# EXERCISE MATERIALS:
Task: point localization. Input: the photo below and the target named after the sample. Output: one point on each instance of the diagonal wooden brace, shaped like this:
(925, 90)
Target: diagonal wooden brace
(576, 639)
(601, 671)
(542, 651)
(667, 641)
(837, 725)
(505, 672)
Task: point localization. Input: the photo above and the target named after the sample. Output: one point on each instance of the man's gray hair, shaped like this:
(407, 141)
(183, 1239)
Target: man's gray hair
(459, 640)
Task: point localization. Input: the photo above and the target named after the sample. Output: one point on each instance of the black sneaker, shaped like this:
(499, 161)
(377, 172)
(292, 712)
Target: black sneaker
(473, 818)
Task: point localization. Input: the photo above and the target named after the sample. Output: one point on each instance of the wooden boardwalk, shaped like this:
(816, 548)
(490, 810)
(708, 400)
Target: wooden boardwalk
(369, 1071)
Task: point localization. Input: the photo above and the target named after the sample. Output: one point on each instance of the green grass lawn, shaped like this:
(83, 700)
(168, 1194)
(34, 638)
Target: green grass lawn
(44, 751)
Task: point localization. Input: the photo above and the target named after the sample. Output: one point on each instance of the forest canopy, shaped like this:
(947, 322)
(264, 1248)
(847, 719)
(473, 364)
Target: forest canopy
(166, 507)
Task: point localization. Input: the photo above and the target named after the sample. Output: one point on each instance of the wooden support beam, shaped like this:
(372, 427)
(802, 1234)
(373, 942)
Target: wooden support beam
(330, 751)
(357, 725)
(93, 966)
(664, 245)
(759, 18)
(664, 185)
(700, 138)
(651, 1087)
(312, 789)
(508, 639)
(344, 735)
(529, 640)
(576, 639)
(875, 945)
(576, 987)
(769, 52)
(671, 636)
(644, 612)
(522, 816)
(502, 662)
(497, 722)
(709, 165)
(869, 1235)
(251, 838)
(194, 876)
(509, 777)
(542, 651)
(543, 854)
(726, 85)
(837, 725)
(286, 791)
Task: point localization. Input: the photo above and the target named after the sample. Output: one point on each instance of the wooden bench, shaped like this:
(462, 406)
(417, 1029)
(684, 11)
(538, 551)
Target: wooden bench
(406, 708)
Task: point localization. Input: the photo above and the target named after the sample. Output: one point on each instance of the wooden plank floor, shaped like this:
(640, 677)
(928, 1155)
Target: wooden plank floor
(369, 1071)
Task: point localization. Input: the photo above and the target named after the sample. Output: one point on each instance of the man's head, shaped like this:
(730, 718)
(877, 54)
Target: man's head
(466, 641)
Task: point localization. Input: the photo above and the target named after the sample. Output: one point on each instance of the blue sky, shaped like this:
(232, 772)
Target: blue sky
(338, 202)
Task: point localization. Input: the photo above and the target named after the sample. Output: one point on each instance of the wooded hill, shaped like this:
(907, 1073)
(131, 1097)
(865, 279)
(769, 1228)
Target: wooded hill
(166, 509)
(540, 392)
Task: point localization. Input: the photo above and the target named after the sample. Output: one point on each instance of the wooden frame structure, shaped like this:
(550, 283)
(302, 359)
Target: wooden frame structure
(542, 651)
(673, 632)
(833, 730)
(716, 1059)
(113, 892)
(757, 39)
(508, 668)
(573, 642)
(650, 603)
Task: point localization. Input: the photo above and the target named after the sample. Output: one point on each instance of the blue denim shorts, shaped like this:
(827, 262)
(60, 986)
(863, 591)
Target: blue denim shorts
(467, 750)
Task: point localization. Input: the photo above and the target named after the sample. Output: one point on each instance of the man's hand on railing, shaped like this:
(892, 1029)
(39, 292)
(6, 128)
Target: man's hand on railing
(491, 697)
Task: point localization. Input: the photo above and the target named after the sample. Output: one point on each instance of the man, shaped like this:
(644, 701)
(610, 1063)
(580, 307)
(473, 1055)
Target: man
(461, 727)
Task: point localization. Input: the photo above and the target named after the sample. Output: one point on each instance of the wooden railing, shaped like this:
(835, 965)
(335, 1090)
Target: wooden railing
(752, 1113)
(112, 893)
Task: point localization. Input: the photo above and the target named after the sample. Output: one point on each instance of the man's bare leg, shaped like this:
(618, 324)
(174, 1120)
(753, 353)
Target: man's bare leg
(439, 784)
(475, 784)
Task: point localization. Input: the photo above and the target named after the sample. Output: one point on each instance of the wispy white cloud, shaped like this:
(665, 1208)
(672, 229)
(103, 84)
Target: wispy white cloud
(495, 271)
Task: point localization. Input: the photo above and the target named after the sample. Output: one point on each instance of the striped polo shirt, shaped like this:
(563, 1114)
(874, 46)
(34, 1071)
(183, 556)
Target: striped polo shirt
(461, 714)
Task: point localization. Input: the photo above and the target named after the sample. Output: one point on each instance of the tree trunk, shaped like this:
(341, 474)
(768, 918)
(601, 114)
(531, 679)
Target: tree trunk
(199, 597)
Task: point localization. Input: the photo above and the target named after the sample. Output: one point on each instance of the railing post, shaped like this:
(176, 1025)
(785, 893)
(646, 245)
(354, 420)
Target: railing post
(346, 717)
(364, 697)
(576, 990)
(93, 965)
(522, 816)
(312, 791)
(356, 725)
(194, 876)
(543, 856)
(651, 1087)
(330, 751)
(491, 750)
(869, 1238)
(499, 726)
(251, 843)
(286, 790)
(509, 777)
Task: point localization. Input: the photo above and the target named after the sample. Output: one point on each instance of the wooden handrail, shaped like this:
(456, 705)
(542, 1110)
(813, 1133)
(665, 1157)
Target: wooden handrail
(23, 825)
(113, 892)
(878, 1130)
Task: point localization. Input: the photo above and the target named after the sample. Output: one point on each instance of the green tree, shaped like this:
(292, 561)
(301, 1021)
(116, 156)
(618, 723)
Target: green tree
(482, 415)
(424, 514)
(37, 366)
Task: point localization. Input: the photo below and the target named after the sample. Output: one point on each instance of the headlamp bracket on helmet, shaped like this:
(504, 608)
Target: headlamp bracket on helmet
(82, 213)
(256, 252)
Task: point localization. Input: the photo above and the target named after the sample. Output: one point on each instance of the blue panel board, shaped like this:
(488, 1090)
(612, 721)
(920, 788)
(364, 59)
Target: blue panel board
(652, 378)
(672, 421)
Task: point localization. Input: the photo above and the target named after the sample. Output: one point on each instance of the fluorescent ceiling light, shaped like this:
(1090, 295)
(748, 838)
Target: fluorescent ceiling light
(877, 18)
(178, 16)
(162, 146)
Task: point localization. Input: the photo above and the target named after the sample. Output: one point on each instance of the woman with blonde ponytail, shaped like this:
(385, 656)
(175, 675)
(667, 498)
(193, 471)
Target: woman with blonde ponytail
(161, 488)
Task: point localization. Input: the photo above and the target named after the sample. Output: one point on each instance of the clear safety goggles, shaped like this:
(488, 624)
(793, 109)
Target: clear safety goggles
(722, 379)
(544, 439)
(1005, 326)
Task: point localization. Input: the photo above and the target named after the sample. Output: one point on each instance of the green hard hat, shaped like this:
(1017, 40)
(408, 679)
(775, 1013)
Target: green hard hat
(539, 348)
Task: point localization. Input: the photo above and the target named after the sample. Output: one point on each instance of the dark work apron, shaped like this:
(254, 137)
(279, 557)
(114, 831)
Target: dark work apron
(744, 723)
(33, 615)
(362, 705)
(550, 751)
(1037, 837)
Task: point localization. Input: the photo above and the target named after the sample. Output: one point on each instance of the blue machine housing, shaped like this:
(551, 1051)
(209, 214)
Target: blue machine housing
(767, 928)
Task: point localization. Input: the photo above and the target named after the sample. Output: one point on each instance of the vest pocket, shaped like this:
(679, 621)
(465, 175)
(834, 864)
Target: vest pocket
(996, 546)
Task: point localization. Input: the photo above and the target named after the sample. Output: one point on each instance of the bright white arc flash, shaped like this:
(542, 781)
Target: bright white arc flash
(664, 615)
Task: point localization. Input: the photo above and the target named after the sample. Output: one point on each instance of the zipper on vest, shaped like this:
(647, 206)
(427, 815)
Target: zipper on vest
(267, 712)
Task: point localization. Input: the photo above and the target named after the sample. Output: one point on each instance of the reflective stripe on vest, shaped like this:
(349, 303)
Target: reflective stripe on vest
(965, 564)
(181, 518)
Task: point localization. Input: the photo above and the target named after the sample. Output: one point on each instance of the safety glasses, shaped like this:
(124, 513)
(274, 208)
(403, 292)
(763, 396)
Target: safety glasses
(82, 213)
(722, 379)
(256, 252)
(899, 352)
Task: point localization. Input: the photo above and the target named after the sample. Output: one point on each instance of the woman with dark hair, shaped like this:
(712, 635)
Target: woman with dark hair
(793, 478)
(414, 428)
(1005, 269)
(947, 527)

# EXERCISE:
Render the lines of the listing between the line containing "green tree, shaped" and the line containing "(1005, 326)", inclusive, as a Markdown table with a No. column numbering the rows and an Entry column holding each line. Leave out blank lines and include no other lines.

# CORRECT RESULT:
| No. | Entry |
|---|---|
| 1 | Task: point localization. Input: the photo above and the target named after the sample. Output: one point on each instance of the green tree, shaped like this: |
| 2 | (292, 561) |
| 3 | (301, 1021) |
| 4 | (116, 156) |
| 5 | (618, 723) |
| 6 | Target: green tree |
| 7 | (482, 415) |
| 8 | (424, 514) |
| 9 | (37, 366) |
| 10 | Task: point localization. Input: the photo below and the target named after the sample. Output: one point on each instance of the headlamp bracket on helmet, shaped like this: |
| 11 | (504, 608) |
| 12 | Target: headlamp bracket on helmet |
| 13 | (82, 213) |
| 14 | (256, 252) |
| 15 | Task: point localization. Input: the photo above and the target named after the sample. Output: one point on each instance of the blue panel board, shaped like this: |
| 16 | (488, 1090) |
| 17 | (612, 721) |
| 18 | (920, 788) |
| 19 | (364, 59) |
| 20 | Target: blue panel board |
| 21 | (652, 378) |
| 22 | (672, 421) |
| 23 | Task: point localization. Input: the photo above and the target named after the sample. Output: one point on each instance of the fluorescent ceiling light, shaped like this: |
| 24 | (1090, 295) |
| 25 | (748, 838) |
| 26 | Target: fluorescent ceiling light |
| 27 | (877, 18) |
| 28 | (178, 16) |
| 29 | (162, 146) |
| 30 | Task: point localization. Input: the photo above and the target named after the sample. Output: one point on each instance of the woman with blonde ponytail, shaped like this: |
| 31 | (385, 656) |
| 32 | (175, 675) |
| 33 | (667, 498) |
| 34 | (193, 471) |
| 35 | Target: woman with blonde ponytail |
| 36 | (161, 488) |
| 37 | Task: point localization. Input: the photo above and the target named after the sample. Output: one point on each instance of the clear safety goggles, shaped like this: |
| 38 | (488, 624) |
| 39 | (793, 109) |
| 40 | Target: clear safety goggles |
| 41 | (722, 379) |
| 42 | (544, 439) |
| 43 | (1005, 326) |